Reading text:
━━━━━━

Labor Day weekend in 2020 will be a lot like Memorial Day weekend and Fourth of July weekend were. Large gatherings will be frowned upon, or at least discouraged.
However, in Louisville, there’s a plan in place to allow 23,000 fans to witness the Run for the Roses on Saturday, Sept. 5.
Churchill Downs can handle about eight times more than that — 170,513 is the Kentucky Derby record, set in 2015 — but should there be any fans at all?
The largest-attended sporting event in the United States since the middle of March 2020 was a NASCAR race on July 15 in Bristol, Tennessee, where between 20,000 and 30,000 spectators watched Chase Elliott reign victorious.
At Churchill Downs, where the Kentucky Derby will occur four months after its usual time, the infield will be closed and there will be no general admission. More could change, too.

━━━━━━

[Referring expression pointing data]
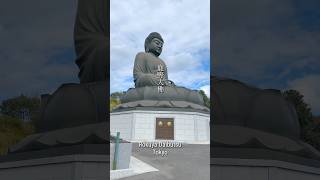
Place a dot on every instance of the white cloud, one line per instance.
(206, 90)
(309, 87)
(185, 27)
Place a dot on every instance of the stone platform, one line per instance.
(139, 124)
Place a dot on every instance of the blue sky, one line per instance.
(185, 28)
(269, 44)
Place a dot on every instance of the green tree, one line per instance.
(303, 109)
(115, 99)
(205, 98)
(21, 107)
(310, 126)
(12, 130)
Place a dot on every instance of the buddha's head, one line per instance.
(154, 43)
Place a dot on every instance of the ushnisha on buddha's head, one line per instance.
(153, 44)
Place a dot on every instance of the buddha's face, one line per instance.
(155, 46)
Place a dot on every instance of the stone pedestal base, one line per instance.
(140, 124)
(259, 169)
(68, 167)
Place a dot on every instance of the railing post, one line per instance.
(116, 152)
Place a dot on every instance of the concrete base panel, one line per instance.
(253, 169)
(70, 167)
(140, 125)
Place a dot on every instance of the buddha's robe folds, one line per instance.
(146, 68)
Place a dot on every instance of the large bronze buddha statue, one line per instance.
(153, 89)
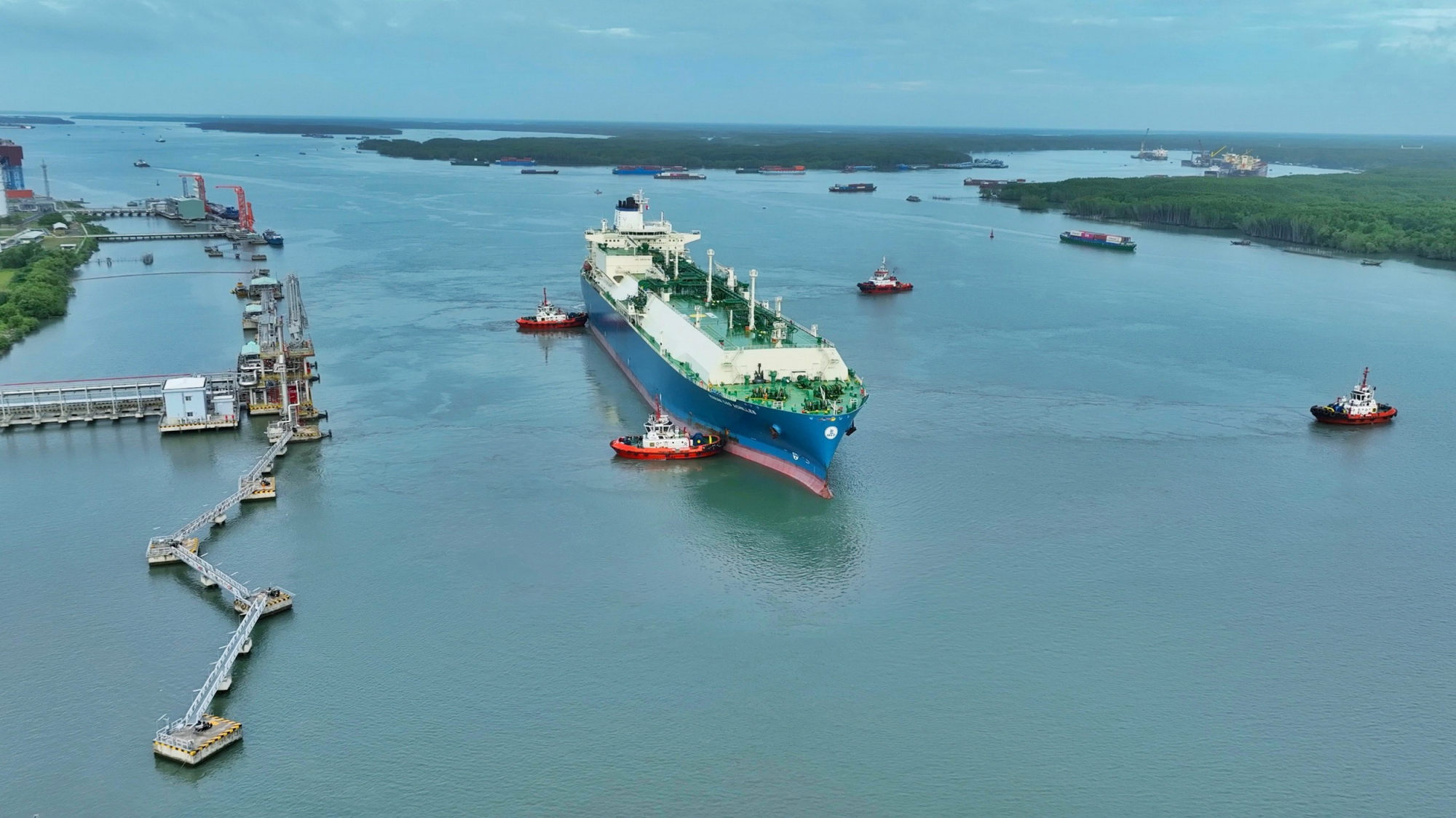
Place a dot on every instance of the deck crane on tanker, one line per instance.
(245, 209)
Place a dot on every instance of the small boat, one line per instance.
(663, 440)
(883, 282)
(1356, 411)
(551, 317)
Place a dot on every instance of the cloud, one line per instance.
(902, 85)
(614, 33)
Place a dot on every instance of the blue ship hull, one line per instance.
(796, 445)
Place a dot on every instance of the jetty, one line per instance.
(274, 375)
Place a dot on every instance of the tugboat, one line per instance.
(663, 440)
(551, 317)
(1356, 411)
(885, 282)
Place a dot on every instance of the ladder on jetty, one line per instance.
(91, 401)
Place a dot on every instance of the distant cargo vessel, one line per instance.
(723, 362)
(646, 170)
(1100, 241)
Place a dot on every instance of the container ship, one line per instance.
(1100, 241)
(720, 360)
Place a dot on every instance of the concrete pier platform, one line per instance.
(279, 600)
(269, 490)
(167, 555)
(197, 744)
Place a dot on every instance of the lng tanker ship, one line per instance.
(720, 360)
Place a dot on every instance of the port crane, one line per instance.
(245, 209)
(199, 184)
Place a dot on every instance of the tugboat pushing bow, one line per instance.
(885, 282)
(551, 317)
(662, 440)
(1356, 411)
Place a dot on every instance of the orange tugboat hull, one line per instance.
(625, 449)
(577, 319)
(1327, 416)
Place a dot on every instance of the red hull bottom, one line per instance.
(571, 324)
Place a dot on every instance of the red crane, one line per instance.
(245, 209)
(199, 184)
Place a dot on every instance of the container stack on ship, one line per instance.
(717, 357)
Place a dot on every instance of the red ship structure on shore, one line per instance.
(1359, 410)
(551, 317)
(883, 283)
(663, 440)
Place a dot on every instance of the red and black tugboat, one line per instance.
(663, 440)
(551, 317)
(885, 282)
(1356, 411)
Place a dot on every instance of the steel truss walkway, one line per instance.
(90, 401)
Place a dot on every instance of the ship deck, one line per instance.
(714, 322)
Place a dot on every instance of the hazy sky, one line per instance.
(1230, 66)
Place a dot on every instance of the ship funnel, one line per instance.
(630, 215)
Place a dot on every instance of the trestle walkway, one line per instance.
(90, 401)
(159, 237)
(199, 734)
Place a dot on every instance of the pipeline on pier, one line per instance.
(279, 372)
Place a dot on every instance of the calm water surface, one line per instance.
(1088, 554)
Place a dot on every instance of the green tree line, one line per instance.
(1385, 212)
(39, 287)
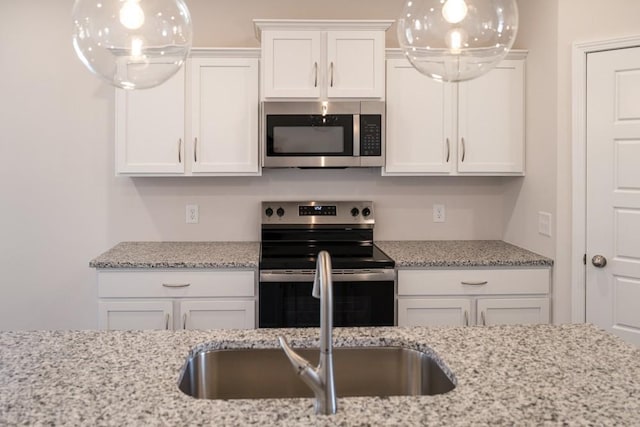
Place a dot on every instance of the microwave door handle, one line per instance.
(356, 135)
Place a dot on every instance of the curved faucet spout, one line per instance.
(320, 379)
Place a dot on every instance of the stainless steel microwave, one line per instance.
(330, 134)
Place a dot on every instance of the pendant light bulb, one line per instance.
(454, 11)
(457, 40)
(132, 44)
(131, 14)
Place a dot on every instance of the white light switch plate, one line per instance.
(193, 216)
(544, 223)
(438, 213)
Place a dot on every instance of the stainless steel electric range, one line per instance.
(363, 276)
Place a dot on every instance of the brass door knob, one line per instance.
(599, 261)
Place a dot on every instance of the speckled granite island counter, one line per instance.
(180, 255)
(460, 253)
(508, 375)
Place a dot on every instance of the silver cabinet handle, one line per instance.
(599, 261)
(331, 69)
(464, 149)
(176, 285)
(315, 70)
(448, 150)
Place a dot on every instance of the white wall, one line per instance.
(579, 21)
(523, 199)
(61, 204)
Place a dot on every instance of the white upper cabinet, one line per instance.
(224, 116)
(469, 128)
(491, 121)
(203, 121)
(150, 129)
(420, 120)
(322, 59)
(291, 64)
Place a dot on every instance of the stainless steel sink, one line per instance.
(267, 373)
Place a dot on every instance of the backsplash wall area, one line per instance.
(229, 208)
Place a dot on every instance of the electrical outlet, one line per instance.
(438, 213)
(544, 223)
(193, 217)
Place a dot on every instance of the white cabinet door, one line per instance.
(134, 315)
(355, 64)
(470, 128)
(150, 128)
(217, 314)
(291, 64)
(420, 114)
(224, 116)
(434, 312)
(491, 121)
(512, 311)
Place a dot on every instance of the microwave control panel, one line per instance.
(370, 135)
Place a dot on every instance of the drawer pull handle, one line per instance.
(475, 283)
(176, 285)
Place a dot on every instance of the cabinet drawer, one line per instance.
(171, 284)
(474, 281)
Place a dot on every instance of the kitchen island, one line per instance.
(531, 375)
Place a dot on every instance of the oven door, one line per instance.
(359, 299)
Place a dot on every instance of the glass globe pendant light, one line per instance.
(457, 40)
(132, 44)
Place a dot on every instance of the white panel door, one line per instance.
(613, 191)
(355, 64)
(491, 121)
(217, 314)
(434, 312)
(420, 115)
(291, 61)
(135, 315)
(150, 128)
(224, 116)
(512, 311)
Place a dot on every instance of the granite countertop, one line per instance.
(180, 255)
(460, 253)
(423, 253)
(506, 375)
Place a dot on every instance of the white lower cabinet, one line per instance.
(473, 297)
(189, 299)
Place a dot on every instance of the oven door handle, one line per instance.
(377, 275)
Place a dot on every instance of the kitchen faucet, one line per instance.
(319, 379)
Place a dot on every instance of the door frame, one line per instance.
(579, 165)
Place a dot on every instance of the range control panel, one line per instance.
(313, 212)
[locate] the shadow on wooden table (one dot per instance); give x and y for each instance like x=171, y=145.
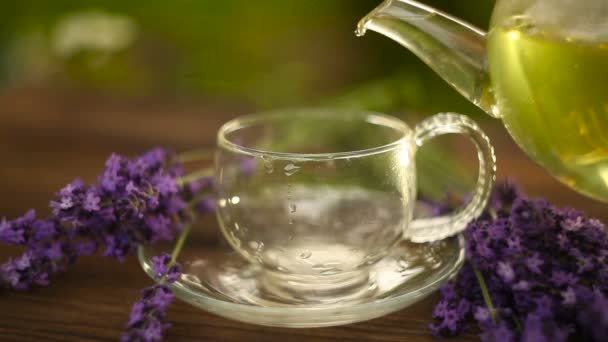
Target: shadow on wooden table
x=46, y=139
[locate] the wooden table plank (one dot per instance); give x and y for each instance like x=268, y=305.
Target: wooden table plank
x=46, y=139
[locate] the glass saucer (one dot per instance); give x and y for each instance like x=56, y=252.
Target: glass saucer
x=218, y=280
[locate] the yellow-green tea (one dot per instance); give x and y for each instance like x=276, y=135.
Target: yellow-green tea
x=553, y=95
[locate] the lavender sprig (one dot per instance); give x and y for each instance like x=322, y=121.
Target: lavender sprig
x=135, y=201
x=534, y=272
x=147, y=322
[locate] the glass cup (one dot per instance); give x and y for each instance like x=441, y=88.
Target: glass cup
x=314, y=198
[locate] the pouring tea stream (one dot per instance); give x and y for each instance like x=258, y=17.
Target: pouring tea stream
x=542, y=68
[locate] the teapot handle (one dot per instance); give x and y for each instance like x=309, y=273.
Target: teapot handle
x=437, y=228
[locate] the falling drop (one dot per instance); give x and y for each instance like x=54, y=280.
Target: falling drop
x=305, y=254
x=267, y=164
x=257, y=246
x=291, y=169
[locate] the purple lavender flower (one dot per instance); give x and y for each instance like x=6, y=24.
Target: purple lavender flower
x=544, y=269
x=148, y=318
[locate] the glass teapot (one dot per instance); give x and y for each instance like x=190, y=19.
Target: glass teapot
x=542, y=68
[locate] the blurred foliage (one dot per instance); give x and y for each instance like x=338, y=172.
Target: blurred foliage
x=267, y=53
x=270, y=53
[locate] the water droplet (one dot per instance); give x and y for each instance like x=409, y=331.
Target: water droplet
x=330, y=271
x=291, y=169
x=267, y=164
x=257, y=246
x=305, y=254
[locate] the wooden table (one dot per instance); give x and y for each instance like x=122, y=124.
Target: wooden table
x=48, y=138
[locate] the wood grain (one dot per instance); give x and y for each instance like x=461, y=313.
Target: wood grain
x=47, y=138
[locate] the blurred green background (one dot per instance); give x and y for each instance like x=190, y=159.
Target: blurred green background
x=80, y=79
x=265, y=53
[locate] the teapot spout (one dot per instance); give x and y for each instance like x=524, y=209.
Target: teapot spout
x=453, y=48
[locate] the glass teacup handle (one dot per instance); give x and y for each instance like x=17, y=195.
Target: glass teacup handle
x=437, y=228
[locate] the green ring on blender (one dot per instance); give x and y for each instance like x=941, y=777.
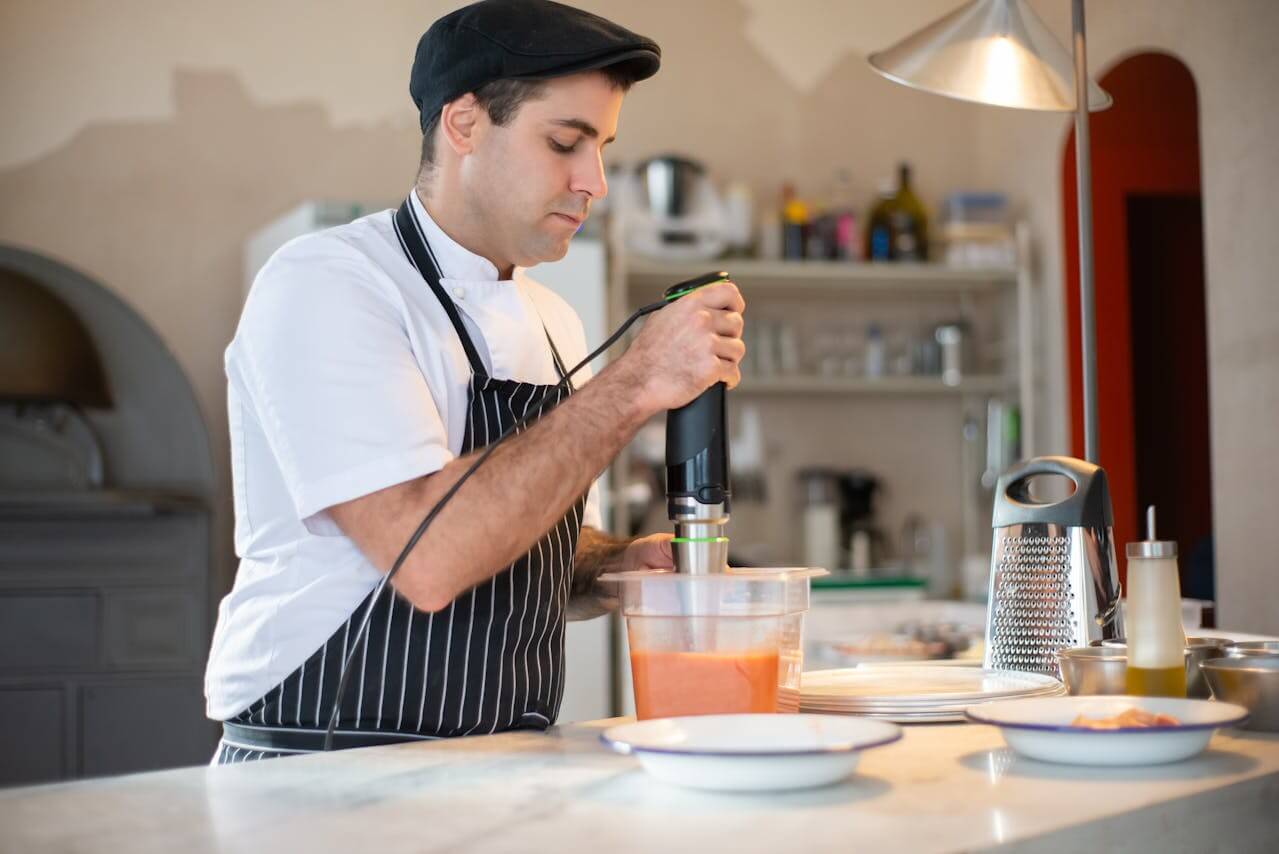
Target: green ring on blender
x=688, y=290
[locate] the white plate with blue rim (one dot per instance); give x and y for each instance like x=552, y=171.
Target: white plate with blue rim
x=1045, y=728
x=751, y=752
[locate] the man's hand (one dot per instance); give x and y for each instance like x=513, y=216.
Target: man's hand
x=596, y=554
x=649, y=552
x=687, y=347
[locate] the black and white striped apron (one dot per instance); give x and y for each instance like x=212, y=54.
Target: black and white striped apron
x=491, y=661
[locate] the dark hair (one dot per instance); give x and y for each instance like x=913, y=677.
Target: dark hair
x=503, y=99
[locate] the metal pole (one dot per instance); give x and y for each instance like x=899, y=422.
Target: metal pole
x=1083, y=193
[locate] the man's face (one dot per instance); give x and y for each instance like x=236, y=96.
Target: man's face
x=531, y=183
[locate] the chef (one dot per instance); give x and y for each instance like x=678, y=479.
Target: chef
x=374, y=361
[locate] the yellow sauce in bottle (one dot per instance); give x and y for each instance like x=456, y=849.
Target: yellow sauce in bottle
x=1155, y=682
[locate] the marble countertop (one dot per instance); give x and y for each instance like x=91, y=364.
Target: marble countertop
x=943, y=788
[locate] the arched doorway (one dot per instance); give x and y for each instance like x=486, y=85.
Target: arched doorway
x=1151, y=327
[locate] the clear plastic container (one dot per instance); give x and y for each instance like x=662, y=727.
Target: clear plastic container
x=713, y=644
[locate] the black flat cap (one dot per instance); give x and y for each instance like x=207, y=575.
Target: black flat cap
x=496, y=40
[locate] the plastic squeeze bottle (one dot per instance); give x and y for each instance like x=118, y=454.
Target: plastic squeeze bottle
x=1156, y=643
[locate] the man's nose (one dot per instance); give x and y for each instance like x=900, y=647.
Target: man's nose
x=590, y=179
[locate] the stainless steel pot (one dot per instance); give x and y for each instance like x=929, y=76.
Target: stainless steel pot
x=1251, y=682
x=1197, y=651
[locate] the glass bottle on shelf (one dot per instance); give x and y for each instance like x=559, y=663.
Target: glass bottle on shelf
x=910, y=223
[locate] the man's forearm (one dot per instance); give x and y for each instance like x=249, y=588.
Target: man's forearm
x=521, y=492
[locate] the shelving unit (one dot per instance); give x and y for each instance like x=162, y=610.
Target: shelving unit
x=825, y=419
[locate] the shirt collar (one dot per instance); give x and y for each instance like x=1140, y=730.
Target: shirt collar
x=454, y=260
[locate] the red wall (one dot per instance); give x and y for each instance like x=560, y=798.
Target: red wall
x=1146, y=143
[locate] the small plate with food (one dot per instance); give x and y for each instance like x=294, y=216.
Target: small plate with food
x=1108, y=730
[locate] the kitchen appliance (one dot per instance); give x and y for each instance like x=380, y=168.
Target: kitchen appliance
x=706, y=638
x=670, y=210
x=839, y=519
x=1054, y=581
x=697, y=485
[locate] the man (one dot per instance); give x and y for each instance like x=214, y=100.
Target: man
x=375, y=359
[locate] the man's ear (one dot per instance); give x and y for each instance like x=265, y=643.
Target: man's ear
x=458, y=122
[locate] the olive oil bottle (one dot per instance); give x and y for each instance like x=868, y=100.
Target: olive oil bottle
x=1153, y=618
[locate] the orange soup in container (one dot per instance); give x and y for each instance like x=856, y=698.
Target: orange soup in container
x=668, y=684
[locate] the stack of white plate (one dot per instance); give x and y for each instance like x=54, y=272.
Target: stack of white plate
x=917, y=693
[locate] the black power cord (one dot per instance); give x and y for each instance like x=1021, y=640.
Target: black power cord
x=361, y=633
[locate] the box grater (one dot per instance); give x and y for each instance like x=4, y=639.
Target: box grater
x=1054, y=582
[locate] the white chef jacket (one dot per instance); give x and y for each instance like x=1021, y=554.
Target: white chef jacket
x=345, y=377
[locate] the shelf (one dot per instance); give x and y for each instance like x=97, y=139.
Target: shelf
x=831, y=278
x=897, y=386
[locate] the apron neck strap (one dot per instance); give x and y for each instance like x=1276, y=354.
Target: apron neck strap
x=413, y=242
x=412, y=239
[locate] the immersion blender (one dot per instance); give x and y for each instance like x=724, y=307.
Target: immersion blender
x=697, y=485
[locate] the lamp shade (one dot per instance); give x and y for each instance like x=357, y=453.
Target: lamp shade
x=989, y=51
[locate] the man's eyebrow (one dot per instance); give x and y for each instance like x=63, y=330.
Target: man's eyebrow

━━━━━━

The task: In the text about the 2020 Kentucky Derby, what evidence supports the claim that Churchill Downs can handle about eight times more than 23,000 fans? Answer in one to three sentences. Rely on the text alone.

Response to the exercise: The text backs the claim with the Kentucky Derby attendance record of 170,513, set in 2015. That figure is about eight times the 23,000 fans allowed under the plan.